+++ RECORDS FOR PROCESSING +++

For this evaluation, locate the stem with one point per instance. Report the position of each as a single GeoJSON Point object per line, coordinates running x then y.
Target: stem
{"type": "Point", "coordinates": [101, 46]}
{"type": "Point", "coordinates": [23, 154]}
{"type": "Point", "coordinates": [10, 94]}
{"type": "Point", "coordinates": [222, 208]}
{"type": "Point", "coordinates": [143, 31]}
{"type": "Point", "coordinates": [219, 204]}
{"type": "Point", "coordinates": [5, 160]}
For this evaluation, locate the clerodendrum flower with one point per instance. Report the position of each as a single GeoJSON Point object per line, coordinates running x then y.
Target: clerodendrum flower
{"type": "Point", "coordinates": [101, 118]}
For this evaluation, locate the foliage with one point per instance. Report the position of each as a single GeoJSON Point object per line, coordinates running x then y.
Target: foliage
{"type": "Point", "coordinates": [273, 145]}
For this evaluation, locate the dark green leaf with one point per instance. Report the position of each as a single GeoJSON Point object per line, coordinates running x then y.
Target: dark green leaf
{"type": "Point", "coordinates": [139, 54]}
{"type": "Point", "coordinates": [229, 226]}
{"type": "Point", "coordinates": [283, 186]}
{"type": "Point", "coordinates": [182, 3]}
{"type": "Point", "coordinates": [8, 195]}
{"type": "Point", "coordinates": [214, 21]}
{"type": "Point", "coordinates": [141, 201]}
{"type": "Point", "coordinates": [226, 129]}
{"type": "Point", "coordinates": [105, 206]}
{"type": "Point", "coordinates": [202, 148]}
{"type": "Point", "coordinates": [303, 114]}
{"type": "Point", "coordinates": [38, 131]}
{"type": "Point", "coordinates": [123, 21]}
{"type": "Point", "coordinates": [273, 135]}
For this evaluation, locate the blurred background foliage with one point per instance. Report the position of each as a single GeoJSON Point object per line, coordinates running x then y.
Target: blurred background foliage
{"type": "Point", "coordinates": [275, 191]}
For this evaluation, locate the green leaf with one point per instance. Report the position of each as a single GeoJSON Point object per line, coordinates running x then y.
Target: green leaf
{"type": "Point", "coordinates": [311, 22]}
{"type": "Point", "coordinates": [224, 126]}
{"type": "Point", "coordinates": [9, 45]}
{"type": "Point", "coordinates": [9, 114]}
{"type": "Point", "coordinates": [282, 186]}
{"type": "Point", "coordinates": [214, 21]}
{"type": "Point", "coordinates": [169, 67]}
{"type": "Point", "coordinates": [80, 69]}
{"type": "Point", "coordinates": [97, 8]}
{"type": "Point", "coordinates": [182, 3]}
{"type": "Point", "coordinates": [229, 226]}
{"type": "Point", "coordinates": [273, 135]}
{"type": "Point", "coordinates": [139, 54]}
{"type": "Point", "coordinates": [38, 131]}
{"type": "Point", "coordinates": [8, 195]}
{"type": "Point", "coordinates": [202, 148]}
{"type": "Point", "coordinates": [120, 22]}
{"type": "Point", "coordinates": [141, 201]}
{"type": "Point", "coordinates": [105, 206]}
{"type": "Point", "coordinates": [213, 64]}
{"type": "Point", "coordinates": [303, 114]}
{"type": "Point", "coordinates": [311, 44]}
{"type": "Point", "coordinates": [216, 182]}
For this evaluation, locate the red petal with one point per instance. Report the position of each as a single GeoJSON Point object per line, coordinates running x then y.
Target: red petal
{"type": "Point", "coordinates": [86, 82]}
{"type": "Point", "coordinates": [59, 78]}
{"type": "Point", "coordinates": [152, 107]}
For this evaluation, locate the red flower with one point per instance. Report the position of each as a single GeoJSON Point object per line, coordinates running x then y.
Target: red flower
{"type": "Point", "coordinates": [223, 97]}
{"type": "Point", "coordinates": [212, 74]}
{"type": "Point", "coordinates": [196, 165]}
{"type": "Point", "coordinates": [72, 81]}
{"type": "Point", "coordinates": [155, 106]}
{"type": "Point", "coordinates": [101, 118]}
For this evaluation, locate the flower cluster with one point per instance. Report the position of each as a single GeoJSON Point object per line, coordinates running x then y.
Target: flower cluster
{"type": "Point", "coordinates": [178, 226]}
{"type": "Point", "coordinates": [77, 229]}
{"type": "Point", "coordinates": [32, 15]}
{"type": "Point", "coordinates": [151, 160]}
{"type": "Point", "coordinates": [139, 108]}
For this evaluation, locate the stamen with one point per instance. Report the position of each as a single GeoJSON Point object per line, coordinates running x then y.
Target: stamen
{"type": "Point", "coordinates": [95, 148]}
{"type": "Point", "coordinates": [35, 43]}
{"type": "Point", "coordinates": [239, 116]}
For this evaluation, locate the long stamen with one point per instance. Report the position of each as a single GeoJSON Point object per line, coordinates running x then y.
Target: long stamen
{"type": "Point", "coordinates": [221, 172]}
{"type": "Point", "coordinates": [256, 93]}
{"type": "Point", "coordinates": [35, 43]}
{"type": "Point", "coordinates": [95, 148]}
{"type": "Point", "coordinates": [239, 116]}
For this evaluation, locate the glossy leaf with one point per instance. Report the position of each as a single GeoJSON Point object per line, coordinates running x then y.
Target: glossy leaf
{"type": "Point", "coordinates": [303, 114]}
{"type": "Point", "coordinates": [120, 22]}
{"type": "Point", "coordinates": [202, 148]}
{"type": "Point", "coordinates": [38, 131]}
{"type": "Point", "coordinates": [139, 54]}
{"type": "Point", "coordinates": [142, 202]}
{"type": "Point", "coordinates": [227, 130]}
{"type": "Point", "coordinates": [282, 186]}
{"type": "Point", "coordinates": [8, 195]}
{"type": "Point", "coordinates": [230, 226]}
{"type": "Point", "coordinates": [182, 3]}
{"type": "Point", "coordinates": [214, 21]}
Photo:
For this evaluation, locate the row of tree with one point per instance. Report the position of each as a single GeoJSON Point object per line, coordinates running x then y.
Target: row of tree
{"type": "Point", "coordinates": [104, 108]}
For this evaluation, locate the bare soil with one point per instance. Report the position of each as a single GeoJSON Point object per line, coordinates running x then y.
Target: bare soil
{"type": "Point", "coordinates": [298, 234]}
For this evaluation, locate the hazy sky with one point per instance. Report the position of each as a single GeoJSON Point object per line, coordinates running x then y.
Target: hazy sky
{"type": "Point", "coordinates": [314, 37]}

+++

# EXERCISE:
Return the listing above in full, character for character.

# TASK SOLUTION:
For this evaluation, locate the stem with one point per instance. Report the position of each as a single GeoJSON Point object per line, coordinates running x then y.
Target: stem
{"type": "Point", "coordinates": [101, 46]}
{"type": "Point", "coordinates": [23, 154]}
{"type": "Point", "coordinates": [10, 94]}
{"type": "Point", "coordinates": [222, 208]}
{"type": "Point", "coordinates": [143, 31]}
{"type": "Point", "coordinates": [219, 204]}
{"type": "Point", "coordinates": [5, 160]}
For this evaluation, locate the clerodendrum flower with one point per instance. Report the position of each as a single GeoJSON Point object per line, coordinates running x then y.
Target: clerodendrum flower
{"type": "Point", "coordinates": [101, 118]}
For this evaluation, locate the foliage with one point per instance. Report the position of each as a single GeoJSON Point object per line, coordinates running x then y.
Target: foliage
{"type": "Point", "coordinates": [273, 145]}
For this evaluation, locate the dark green leaf with one point per instance. Report the position of each as a single GeoJSON Point object per line, coordinates running x then y.
Target: dark green leaf
{"type": "Point", "coordinates": [139, 54]}
{"type": "Point", "coordinates": [229, 226]}
{"type": "Point", "coordinates": [283, 186]}
{"type": "Point", "coordinates": [182, 3]}
{"type": "Point", "coordinates": [8, 195]}
{"type": "Point", "coordinates": [214, 21]}
{"type": "Point", "coordinates": [141, 201]}
{"type": "Point", "coordinates": [226, 129]}
{"type": "Point", "coordinates": [105, 206]}
{"type": "Point", "coordinates": [202, 148]}
{"type": "Point", "coordinates": [303, 114]}
{"type": "Point", "coordinates": [38, 131]}
{"type": "Point", "coordinates": [123, 21]}
{"type": "Point", "coordinates": [273, 135]}
For this evaluation, locate the blurred background foliage with one point per instance. Report the position of each as a single GeoJSON Point object per line, coordinates running x then y.
Target: blurred background foliage
{"type": "Point", "coordinates": [275, 191]}
For this evaluation, locate the green leaf with one point per instance. Report the position of each as a single GeoJSON Point object per line, coordinates running x then y.
Target: green leaf
{"type": "Point", "coordinates": [311, 22]}
{"type": "Point", "coordinates": [224, 126]}
{"type": "Point", "coordinates": [9, 45]}
{"type": "Point", "coordinates": [9, 114]}
{"type": "Point", "coordinates": [282, 186]}
{"type": "Point", "coordinates": [214, 21]}
{"type": "Point", "coordinates": [169, 67]}
{"type": "Point", "coordinates": [80, 69]}
{"type": "Point", "coordinates": [97, 8]}
{"type": "Point", "coordinates": [182, 3]}
{"type": "Point", "coordinates": [229, 226]}
{"type": "Point", "coordinates": [273, 135]}
{"type": "Point", "coordinates": [139, 54]}
{"type": "Point", "coordinates": [38, 131]}
{"type": "Point", "coordinates": [8, 195]}
{"type": "Point", "coordinates": [202, 148]}
{"type": "Point", "coordinates": [120, 22]}
{"type": "Point", "coordinates": [141, 201]}
{"type": "Point", "coordinates": [105, 206]}
{"type": "Point", "coordinates": [213, 64]}
{"type": "Point", "coordinates": [303, 114]}
{"type": "Point", "coordinates": [311, 44]}
{"type": "Point", "coordinates": [216, 182]}
For this evaluation, locate the red petal with one point per instance. Report the position of each as a single GeoJSON Point object per line, coordinates running x then y.
Target: red petal
{"type": "Point", "coordinates": [86, 82]}
{"type": "Point", "coordinates": [59, 78]}
{"type": "Point", "coordinates": [152, 107]}
For this evaluation, locate the red flower with one point per instance. Report the position of each as a single GeoJSON Point object per line, coordinates running x then y.
Target: red flower
{"type": "Point", "coordinates": [223, 97]}
{"type": "Point", "coordinates": [212, 74]}
{"type": "Point", "coordinates": [196, 165]}
{"type": "Point", "coordinates": [72, 81]}
{"type": "Point", "coordinates": [155, 106]}
{"type": "Point", "coordinates": [101, 118]}
For this evaluation, locate the flower cluster with one point per instance. Report the position of each as a single GeoJSON Point object per line, coordinates running x then y.
Target: flower cluster
{"type": "Point", "coordinates": [178, 226]}
{"type": "Point", "coordinates": [77, 229]}
{"type": "Point", "coordinates": [32, 15]}
{"type": "Point", "coordinates": [151, 160]}
{"type": "Point", "coordinates": [139, 108]}
For this evaluation, locate the stamen with one point per instance. Report the position of each as a single GeoJSON Point object per line, coordinates running x then y.
Target: stamen
{"type": "Point", "coordinates": [95, 148]}
{"type": "Point", "coordinates": [35, 43]}
{"type": "Point", "coordinates": [239, 116]}
For this evaluation, locate the long stamen with one point per instance. Report the position of each as a single GeoJSON Point object per line, coordinates running x then y.
Target: long stamen
{"type": "Point", "coordinates": [221, 172]}
{"type": "Point", "coordinates": [256, 93]}
{"type": "Point", "coordinates": [35, 43]}
{"type": "Point", "coordinates": [95, 148]}
{"type": "Point", "coordinates": [239, 116]}
For this evaluation, locate the glossy leaf with one point per instance. Report the position of each as a single GeoJSON Point object per line, coordinates running x then y.
Target: glossy leaf
{"type": "Point", "coordinates": [303, 114]}
{"type": "Point", "coordinates": [120, 22]}
{"type": "Point", "coordinates": [202, 148]}
{"type": "Point", "coordinates": [38, 131]}
{"type": "Point", "coordinates": [139, 54]}
{"type": "Point", "coordinates": [142, 202]}
{"type": "Point", "coordinates": [227, 130]}
{"type": "Point", "coordinates": [282, 186]}
{"type": "Point", "coordinates": [8, 195]}
{"type": "Point", "coordinates": [230, 226]}
{"type": "Point", "coordinates": [182, 3]}
{"type": "Point", "coordinates": [214, 21]}
Photo:
For this evaluation, locate the row of tree with one point per instance. Report the position of each as a single GeoJSON Point object per line, coordinates running x then y.
Target: row of tree
{"type": "Point", "coordinates": [104, 108]}
For this evaluation, locate the bare soil with one point per instance. Report the position of each as a single GeoJSON Point object per line, coordinates running x then y.
Target: bare soil
{"type": "Point", "coordinates": [298, 234]}
For this evaluation, locate the hazy sky with one point per instance. Report the position of each as a single GeoJSON Point object per line, coordinates running x then y.
Target: hazy sky
{"type": "Point", "coordinates": [314, 37]}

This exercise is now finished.